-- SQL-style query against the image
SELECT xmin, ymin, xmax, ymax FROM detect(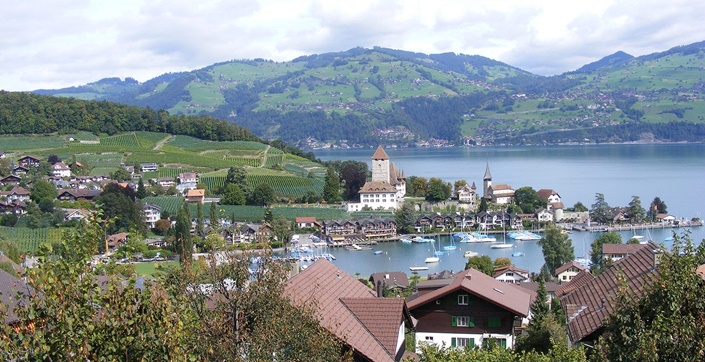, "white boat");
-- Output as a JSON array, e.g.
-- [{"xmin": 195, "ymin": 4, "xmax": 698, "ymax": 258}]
[{"xmin": 463, "ymin": 250, "xmax": 480, "ymax": 258}]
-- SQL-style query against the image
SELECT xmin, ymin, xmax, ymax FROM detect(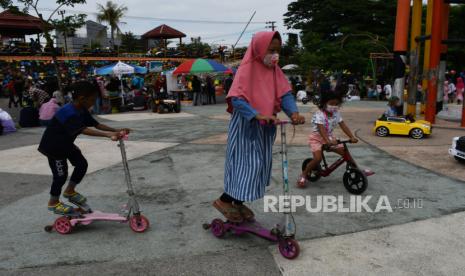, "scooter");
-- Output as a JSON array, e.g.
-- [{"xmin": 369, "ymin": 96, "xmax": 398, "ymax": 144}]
[
  {"xmin": 302, "ymin": 140, "xmax": 375, "ymax": 195},
  {"xmin": 203, "ymin": 121, "xmax": 300, "ymax": 259},
  {"xmin": 44, "ymin": 135, "xmax": 150, "ymax": 234}
]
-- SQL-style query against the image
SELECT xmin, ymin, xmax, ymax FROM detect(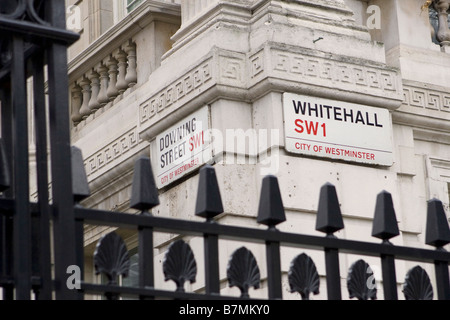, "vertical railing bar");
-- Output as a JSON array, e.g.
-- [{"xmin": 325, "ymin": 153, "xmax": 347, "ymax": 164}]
[
  {"xmin": 138, "ymin": 220, "xmax": 155, "ymax": 300},
  {"xmin": 0, "ymin": 85, "xmax": 14, "ymax": 300},
  {"xmin": 325, "ymin": 248, "xmax": 342, "ymax": 300},
  {"xmin": 32, "ymin": 53, "xmax": 52, "ymax": 300},
  {"xmin": 434, "ymin": 261, "xmax": 450, "ymax": 300},
  {"xmin": 11, "ymin": 36, "xmax": 31, "ymax": 300},
  {"xmin": 381, "ymin": 255, "xmax": 398, "ymax": 300},
  {"xmin": 203, "ymin": 230, "xmax": 220, "ymax": 294},
  {"xmin": 266, "ymin": 241, "xmax": 283, "ymax": 300},
  {"xmin": 46, "ymin": 0, "xmax": 78, "ymax": 300}
]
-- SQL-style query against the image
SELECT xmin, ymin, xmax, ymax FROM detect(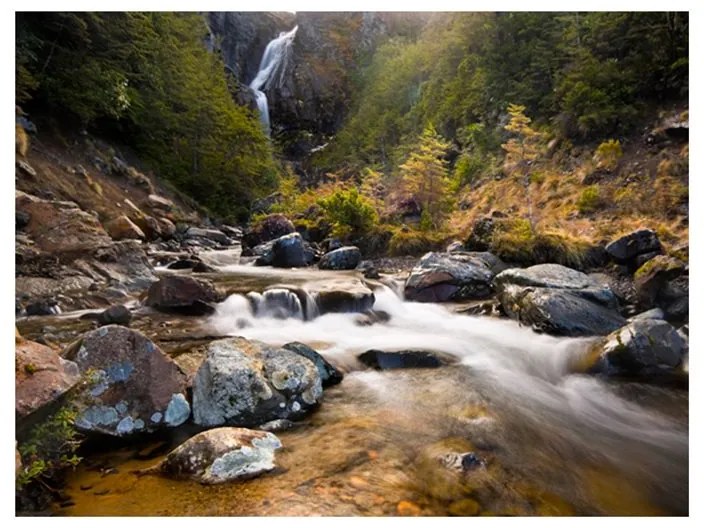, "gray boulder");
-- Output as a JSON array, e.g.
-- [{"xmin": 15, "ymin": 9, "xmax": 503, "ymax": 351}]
[
  {"xmin": 494, "ymin": 264, "xmax": 626, "ymax": 336},
  {"xmin": 146, "ymin": 275, "xmax": 222, "ymax": 315},
  {"xmin": 594, "ymin": 319, "xmax": 689, "ymax": 375},
  {"xmin": 149, "ymin": 427, "xmax": 281, "ymax": 484},
  {"xmin": 193, "ymin": 337, "xmax": 323, "ymax": 427},
  {"xmin": 404, "ymin": 252, "xmax": 501, "ymax": 302},
  {"xmin": 283, "ymin": 342, "xmax": 344, "ymax": 387},
  {"xmin": 318, "ymin": 246, "xmax": 362, "ymax": 270},
  {"xmin": 64, "ymin": 325, "xmax": 190, "ymax": 436}
]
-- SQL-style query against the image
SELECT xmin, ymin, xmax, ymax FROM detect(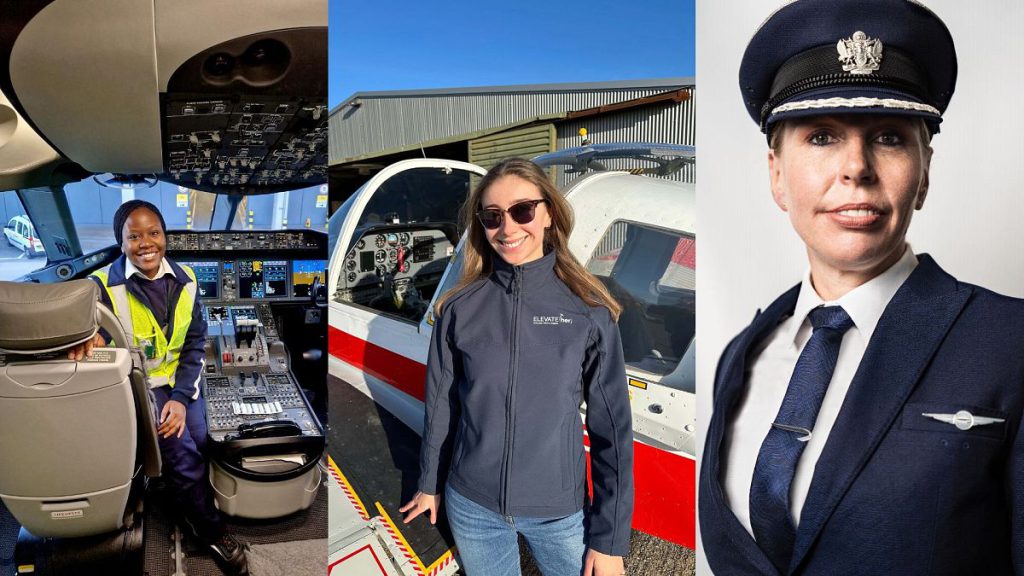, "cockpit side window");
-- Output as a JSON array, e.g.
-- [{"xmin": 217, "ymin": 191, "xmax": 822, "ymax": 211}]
[
  {"xmin": 0, "ymin": 190, "xmax": 46, "ymax": 280},
  {"xmin": 587, "ymin": 220, "xmax": 696, "ymax": 388}
]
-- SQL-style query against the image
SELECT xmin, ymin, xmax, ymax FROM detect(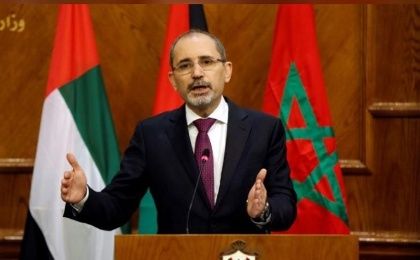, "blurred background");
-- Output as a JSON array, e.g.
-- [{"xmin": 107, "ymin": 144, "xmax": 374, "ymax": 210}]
[{"xmin": 0, "ymin": 4, "xmax": 420, "ymax": 259}]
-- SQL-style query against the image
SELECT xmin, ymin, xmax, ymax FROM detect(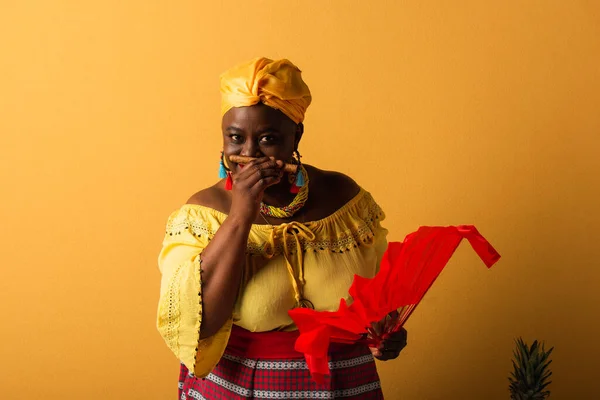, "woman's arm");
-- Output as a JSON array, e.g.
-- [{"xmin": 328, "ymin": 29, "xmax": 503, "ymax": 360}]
[{"xmin": 190, "ymin": 158, "xmax": 283, "ymax": 339}]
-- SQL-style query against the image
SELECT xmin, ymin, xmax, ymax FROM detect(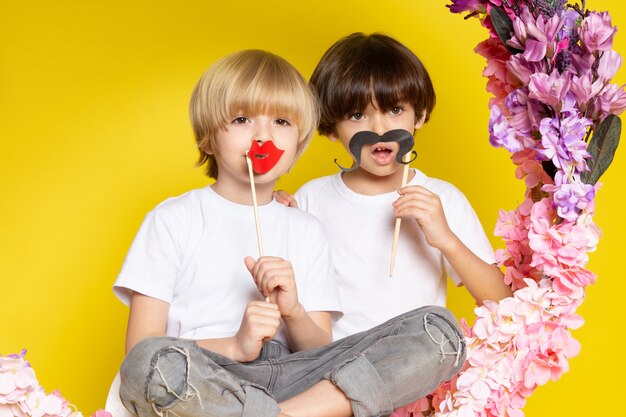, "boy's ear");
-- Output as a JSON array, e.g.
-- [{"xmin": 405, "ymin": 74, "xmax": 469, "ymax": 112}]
[
  {"xmin": 198, "ymin": 139, "xmax": 215, "ymax": 155},
  {"xmin": 415, "ymin": 110, "xmax": 426, "ymax": 130}
]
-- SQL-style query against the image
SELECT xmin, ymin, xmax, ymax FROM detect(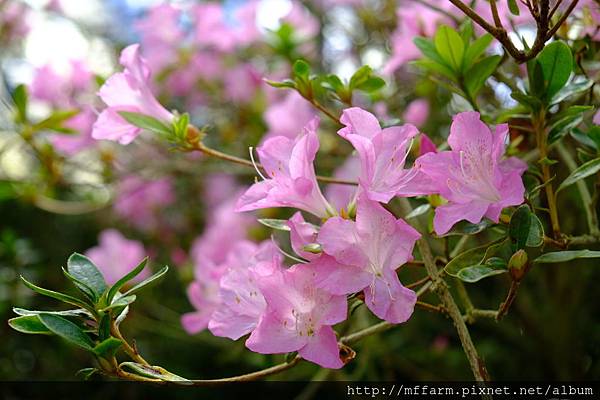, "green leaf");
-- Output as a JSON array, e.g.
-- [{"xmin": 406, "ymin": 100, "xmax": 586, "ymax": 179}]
[
  {"xmin": 12, "ymin": 85, "xmax": 29, "ymax": 122},
  {"xmin": 102, "ymin": 295, "xmax": 135, "ymax": 311},
  {"xmin": 67, "ymin": 253, "xmax": 107, "ymax": 299},
  {"xmin": 533, "ymin": 250, "xmax": 600, "ymax": 264},
  {"xmin": 258, "ymin": 218, "xmax": 291, "ymax": 232},
  {"xmin": 38, "ymin": 313, "xmax": 94, "ymax": 350},
  {"xmin": 21, "ymin": 276, "xmax": 93, "ymax": 311},
  {"xmin": 94, "ymin": 337, "xmax": 123, "ymax": 358},
  {"xmin": 348, "ymin": 65, "xmax": 373, "ymax": 90},
  {"xmin": 356, "ymin": 76, "xmax": 385, "ymax": 93},
  {"xmin": 456, "ymin": 258, "xmax": 508, "ymax": 283},
  {"xmin": 556, "ymin": 158, "xmax": 600, "ymax": 193},
  {"xmin": 433, "ymin": 25, "xmax": 465, "ymax": 72},
  {"xmin": 507, "ymin": 0, "xmax": 521, "ymax": 15},
  {"xmin": 412, "ymin": 60, "xmax": 457, "ymax": 81},
  {"xmin": 13, "ymin": 307, "xmax": 92, "ymax": 318},
  {"xmin": 106, "ymin": 257, "xmax": 148, "ymax": 304},
  {"xmin": 120, "ymin": 361, "xmax": 193, "ymax": 385},
  {"xmin": 8, "ymin": 315, "xmax": 52, "ymax": 335},
  {"xmin": 465, "ymin": 56, "xmax": 502, "ymax": 97},
  {"xmin": 404, "ymin": 204, "xmax": 431, "ymax": 219},
  {"xmin": 537, "ymin": 41, "xmax": 573, "ymax": 99},
  {"xmin": 32, "ymin": 110, "xmax": 79, "ymax": 131},
  {"xmin": 548, "ymin": 114, "xmax": 583, "ymax": 144},
  {"xmin": 465, "ymin": 33, "xmax": 494, "ymax": 68},
  {"xmin": 550, "ymin": 76, "xmax": 594, "ymax": 105},
  {"xmin": 508, "ymin": 205, "xmax": 544, "ymax": 251},
  {"xmin": 122, "ymin": 265, "xmax": 169, "ymax": 297},
  {"xmin": 292, "ymin": 60, "xmax": 310, "ymax": 81},
  {"xmin": 119, "ymin": 111, "xmax": 173, "ymax": 137}
]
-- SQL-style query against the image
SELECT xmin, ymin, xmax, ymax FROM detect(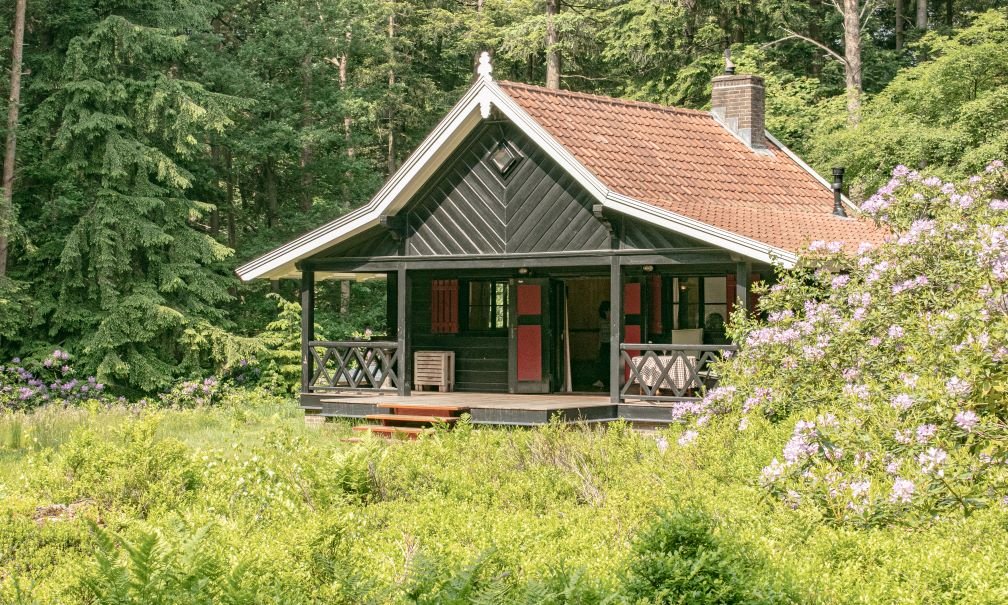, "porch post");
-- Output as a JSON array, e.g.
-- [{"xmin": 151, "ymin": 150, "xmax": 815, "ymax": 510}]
[
  {"xmin": 735, "ymin": 261, "xmax": 752, "ymax": 312},
  {"xmin": 609, "ymin": 255, "xmax": 623, "ymax": 403},
  {"xmin": 395, "ymin": 264, "xmax": 412, "ymax": 396},
  {"xmin": 301, "ymin": 269, "xmax": 314, "ymax": 393}
]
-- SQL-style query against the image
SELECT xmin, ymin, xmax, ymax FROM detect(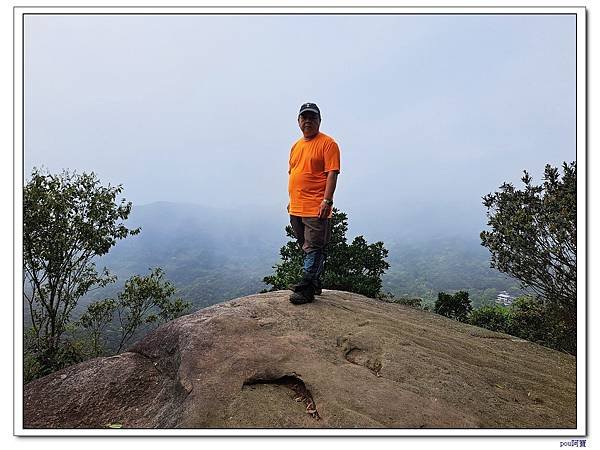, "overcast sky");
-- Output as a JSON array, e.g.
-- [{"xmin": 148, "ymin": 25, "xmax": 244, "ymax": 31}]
[{"xmin": 25, "ymin": 15, "xmax": 576, "ymax": 238}]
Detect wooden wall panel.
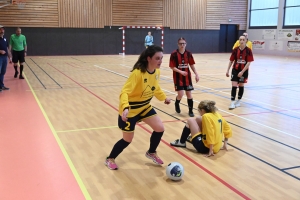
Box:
[163,0,210,29]
[206,0,248,30]
[0,0,58,27]
[58,0,112,28]
[112,0,163,26]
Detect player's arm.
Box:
[202,116,216,157]
[120,72,137,111]
[221,119,232,151]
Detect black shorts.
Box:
[118,108,156,132]
[192,134,209,154]
[231,68,248,83]
[175,85,194,91]
[12,50,25,63]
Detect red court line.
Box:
[48,63,250,200]
[0,64,85,200]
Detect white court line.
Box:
[94,65,300,139]
[160,75,300,113]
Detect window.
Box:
[249,0,279,28]
[283,0,300,28]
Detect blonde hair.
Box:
[198,100,218,113]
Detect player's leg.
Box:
[12,50,19,78]
[105,115,137,170]
[229,69,239,110]
[175,85,184,113]
[185,90,195,117]
[142,108,165,165]
[235,70,248,107]
[19,51,25,79]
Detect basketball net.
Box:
[13,0,26,9]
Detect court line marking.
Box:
[56,126,118,133]
[94,65,300,139]
[50,65,250,200]
[24,73,92,200]
[160,75,300,113]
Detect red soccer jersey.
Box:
[230,46,254,70]
[169,49,195,86]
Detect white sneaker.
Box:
[170,139,186,147]
[229,101,235,110]
[234,100,241,107]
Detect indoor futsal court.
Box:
[0,0,300,200]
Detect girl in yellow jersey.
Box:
[105,45,171,170]
[170,100,232,157]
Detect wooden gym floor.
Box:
[0,54,300,200]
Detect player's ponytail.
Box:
[131,45,163,73]
[198,100,218,113]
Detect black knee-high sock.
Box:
[238,86,244,99]
[188,99,194,112]
[148,131,164,153]
[231,86,237,101]
[108,138,130,159]
[20,65,24,76]
[180,126,191,143]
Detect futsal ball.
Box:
[166,162,184,181]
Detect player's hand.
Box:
[165,98,171,104]
[205,151,215,157]
[195,74,199,83]
[122,109,129,122]
[180,71,187,76]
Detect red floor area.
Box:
[0,65,84,200]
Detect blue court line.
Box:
[99,67,300,181]
[281,166,300,170]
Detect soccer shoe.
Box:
[175,103,181,113]
[145,151,164,165]
[234,100,241,107]
[186,135,192,143]
[170,139,186,147]
[14,71,19,78]
[229,101,235,110]
[104,158,118,170]
[189,111,195,117]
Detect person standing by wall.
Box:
[9,28,27,79]
[0,25,11,92]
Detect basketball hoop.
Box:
[13,0,26,9]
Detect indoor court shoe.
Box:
[145,151,164,165]
[2,86,9,90]
[189,111,195,117]
[14,71,19,78]
[229,101,235,110]
[175,103,181,113]
[104,158,118,170]
[170,139,186,148]
[234,100,241,107]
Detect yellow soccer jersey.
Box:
[119,69,167,117]
[202,112,232,153]
[232,40,252,50]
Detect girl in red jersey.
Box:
[169,37,199,117]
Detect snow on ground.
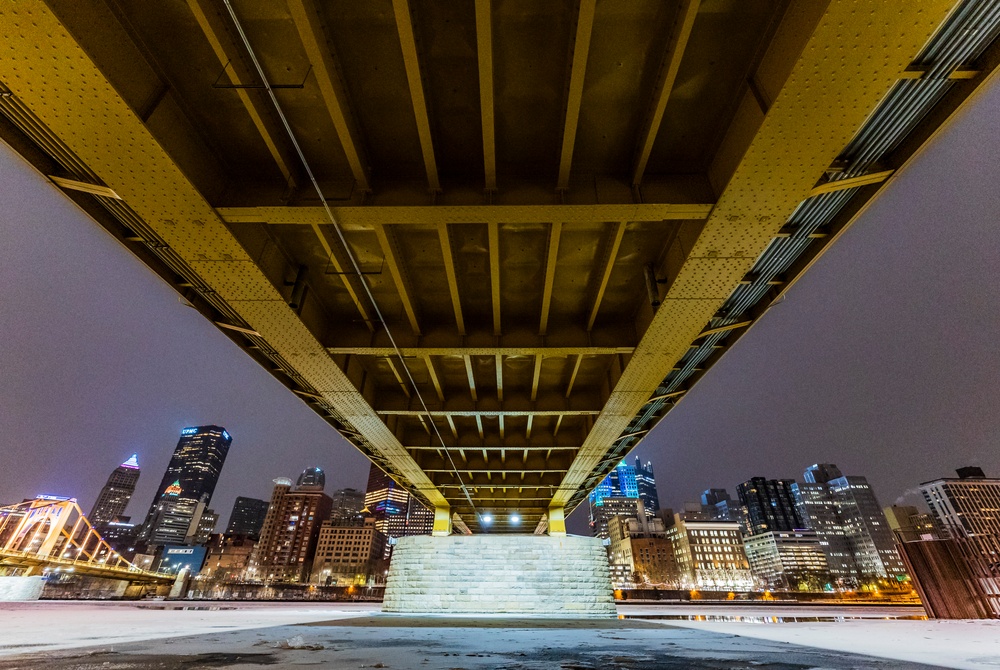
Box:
[657,610,1000,670]
[0,602,1000,670]
[0,601,381,656]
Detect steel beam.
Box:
[538,221,562,335]
[373,224,420,336]
[476,0,497,191]
[574,221,628,332]
[218,203,713,227]
[556,0,597,189]
[632,0,701,186]
[0,0,447,505]
[551,0,951,510]
[187,0,298,188]
[288,0,370,191]
[392,0,441,191]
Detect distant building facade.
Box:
[588,457,660,539]
[795,463,906,586]
[701,489,739,521]
[226,496,268,540]
[139,426,233,545]
[309,517,388,586]
[667,514,754,591]
[635,456,660,517]
[330,488,365,526]
[920,467,1000,574]
[590,496,641,540]
[87,454,140,526]
[736,477,805,535]
[364,463,434,538]
[199,533,256,582]
[141,481,219,547]
[608,500,680,587]
[743,530,832,591]
[249,469,333,583]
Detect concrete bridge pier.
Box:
[0,575,45,602]
[382,534,617,618]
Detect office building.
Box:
[590,496,641,540]
[794,463,906,587]
[743,530,833,591]
[226,496,267,540]
[87,454,140,527]
[199,533,256,582]
[330,488,368,526]
[588,457,660,539]
[701,489,739,521]
[635,456,660,517]
[736,477,805,535]
[590,461,636,511]
[666,513,754,591]
[364,463,434,538]
[309,516,388,586]
[608,501,680,587]
[140,426,233,544]
[882,505,940,540]
[140,482,219,547]
[250,468,333,582]
[920,467,1000,573]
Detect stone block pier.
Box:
[382,534,617,618]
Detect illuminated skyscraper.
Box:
[736,477,805,535]
[365,463,434,537]
[139,426,233,544]
[635,456,660,518]
[251,468,333,582]
[782,463,906,584]
[226,496,267,540]
[920,467,1000,574]
[87,454,139,526]
[589,459,660,538]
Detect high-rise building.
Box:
[743,530,831,591]
[590,496,642,540]
[920,467,1000,573]
[140,426,233,544]
[795,463,906,585]
[882,505,940,540]
[250,468,333,582]
[226,496,267,540]
[87,454,140,526]
[199,533,256,582]
[635,456,660,517]
[736,477,805,535]
[667,514,753,591]
[141,481,219,547]
[365,463,434,551]
[701,489,739,521]
[330,488,365,526]
[588,457,660,539]
[608,500,680,586]
[309,516,387,586]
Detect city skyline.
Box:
[0,65,1000,532]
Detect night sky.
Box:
[0,73,1000,532]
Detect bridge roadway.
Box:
[0,549,176,585]
[0,0,996,534]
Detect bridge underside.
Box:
[0,0,996,531]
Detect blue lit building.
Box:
[590,457,660,538]
[139,426,233,544]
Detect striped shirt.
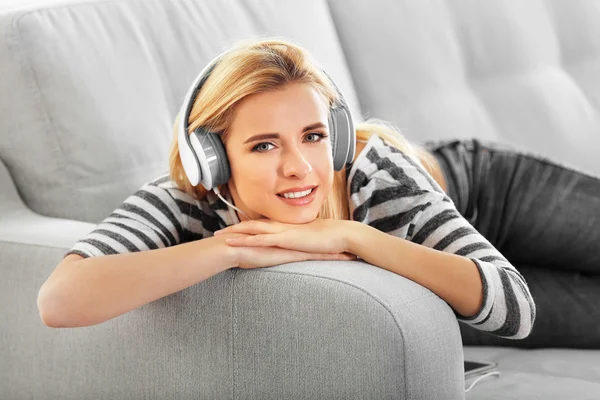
* * * * * * * * *
Te volgen instructies =
Werk de regels bij vanaf de regel met "Detect night sky." tot en met het einde van de items, beide inbegrepen, door "bridge" overal te vervangen door "overpass" en de rest ongewijzigd te laten. Laat de afbeeldingen weg uit je antwoord.

Volledige uitvoer =
Detect night sky.
Box:
[0,73,1000,532]
Detect overpass roadway.
Box:
[0,549,176,585]
[0,0,996,534]
Detect overpass underside.
Box:
[0,0,996,531]
Detect blue lit building.
Box:
[590,457,660,538]
[139,426,233,544]
Detect striped shirt.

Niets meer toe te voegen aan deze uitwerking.